══ TESTO IN ESAME

Le fake news da sempre costituiscono un argomento ostico. Il dibattito è complesso e si snoda fra libertà di espressione e censura, tra sicurezza e diritti. Situazioni di emergenza, come quella che il mondo sta sperimentando in questo momento, richiedono provvedimenti urgenti e misure eccezionali, le quali però non dovrebbero mettere in discussione le libertà fondamentali, come la libertà di informazione ed espressione. La diffusione di fake news può, da un lato, avere un grande impatto sulla comunità internazionale, e, dall’altro, può compromettere la credibilità delle politiche e delle decisioni prese nella lotta contro il virus. Questa situazione potrebbe rappresentare una seria minaccia per le democrazie di tutto il mondo che vedono i propri social media saturi di notizie false da cui devono proteggere i cittadini. Infatti, non solo le fake news minano la sicurezza delle persone, ma minacciano la credibilità e l’affidabilità stessa dei governi di cui mietono vittime. Analogamente, i regimi autoritari, a causa dei tempi straordinari e la pandemia di coronavirus in corso, hanno la possibilità di legittimare la chiusura dei confini territoriali o l’utilizzo della sorveglianza digitale di massa, mascherando le limitazioni come rimedi necessari  per affrontare le circostanze avverse.

Fake news tra controversie e legittimità

Con un’incidenza di poco più di mille casi di Covid per ogni 100.000 abitanti, Singapore si può ritenere una piccola oasi felice, soprattutto se si considera che si classifica come secondo Paese al mondo per densità abitativa, quasi 8.000 persone ogni km2, dietro solo al Principato di Monaco. Tale soddisfazione sanitaria, però, non è parallelamente seguita da un elevato grado di libertà. Infatti, in seguito alla diffusione della pandemia e soprattutto delle fake news legate ad essa, il ministro delle comunicazioni e delle informazioni singaporiano  Iswaran aveva annunciato già a marzo dell’anno scorso la volontà del governo di implementare delle misure più restrittive contro la diffusione di notizie false. Sempre il ministro aveva sottolineato la necessità che la popolazione rimanga calma durante una pandemia e l’utilizzo di fonti affidabili per ricevere consigli e informazioni, al fine di agire nel modo più consapevole possibile.

════

CONSEGNA:
Rispondi alle domande seguenti basandoti sul testo in esame.
(a) Quali libertà fondamentali vengono indicate come esempio di ciò che le misure eccezionali non dovrebbero mettere in discussione?
(b) Quale incidenza di casi di Covid viene riportata per Singapore?
(c) Dietro a quale Stato si colloca Singapore per densità abitativa?

══ DATI FORNITI

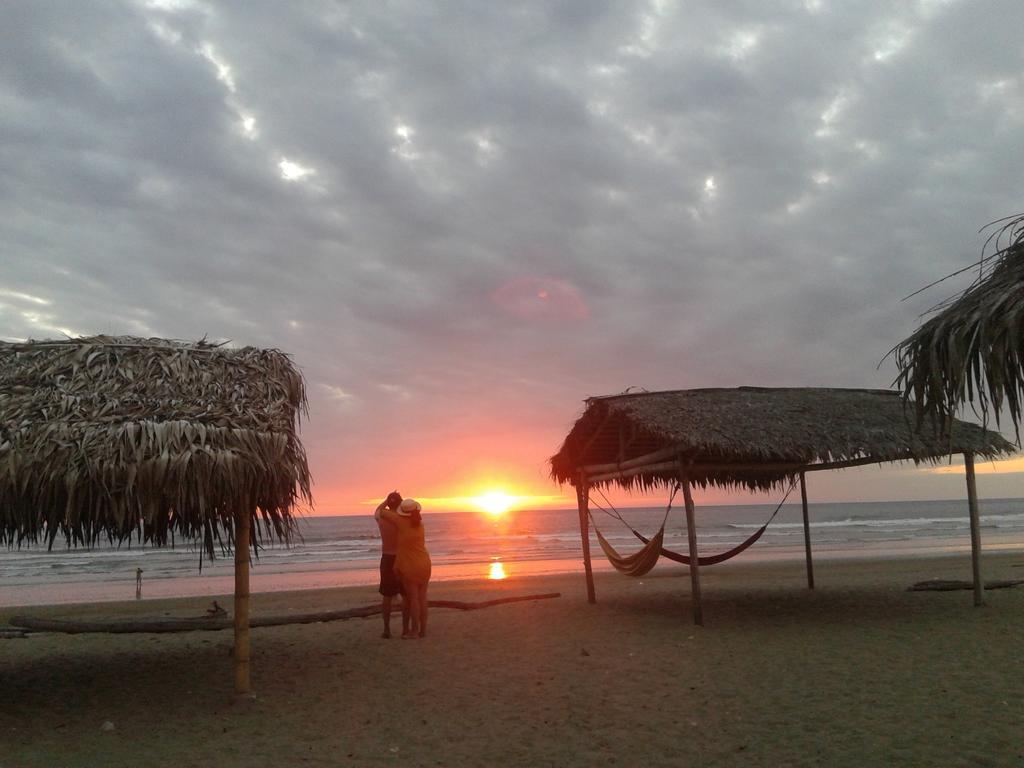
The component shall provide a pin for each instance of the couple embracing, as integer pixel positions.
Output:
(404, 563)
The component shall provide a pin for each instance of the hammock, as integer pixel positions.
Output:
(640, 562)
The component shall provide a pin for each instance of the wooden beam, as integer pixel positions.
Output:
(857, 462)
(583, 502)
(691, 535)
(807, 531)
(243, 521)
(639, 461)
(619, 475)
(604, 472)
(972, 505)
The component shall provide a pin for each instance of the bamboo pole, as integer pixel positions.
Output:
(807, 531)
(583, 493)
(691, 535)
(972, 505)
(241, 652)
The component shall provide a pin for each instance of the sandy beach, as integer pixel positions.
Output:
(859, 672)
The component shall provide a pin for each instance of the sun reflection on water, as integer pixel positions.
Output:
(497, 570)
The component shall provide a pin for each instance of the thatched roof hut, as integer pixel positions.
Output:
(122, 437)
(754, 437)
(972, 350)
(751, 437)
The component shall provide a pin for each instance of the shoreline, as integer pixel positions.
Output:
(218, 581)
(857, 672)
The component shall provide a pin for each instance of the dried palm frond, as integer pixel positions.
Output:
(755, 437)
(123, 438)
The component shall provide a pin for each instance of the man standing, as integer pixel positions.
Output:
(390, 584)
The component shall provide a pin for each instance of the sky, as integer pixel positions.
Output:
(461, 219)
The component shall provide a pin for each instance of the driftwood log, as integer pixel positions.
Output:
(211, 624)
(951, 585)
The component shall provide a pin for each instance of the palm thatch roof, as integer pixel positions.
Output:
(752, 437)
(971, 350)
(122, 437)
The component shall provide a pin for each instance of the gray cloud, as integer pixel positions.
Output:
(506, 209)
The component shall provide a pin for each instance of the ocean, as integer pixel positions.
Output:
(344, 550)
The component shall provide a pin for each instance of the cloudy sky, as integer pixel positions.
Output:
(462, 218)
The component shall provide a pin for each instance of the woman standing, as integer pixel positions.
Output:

════

SOLUZIONE:
(a) Vengono indicate la libertà di informazione e la libertà di espressione.
(b) Viene riportata un'incidenza di poco più di mille casi ogni 100.000 abitanti.
(c) Singapore si colloca dietro al Principato di Monaco.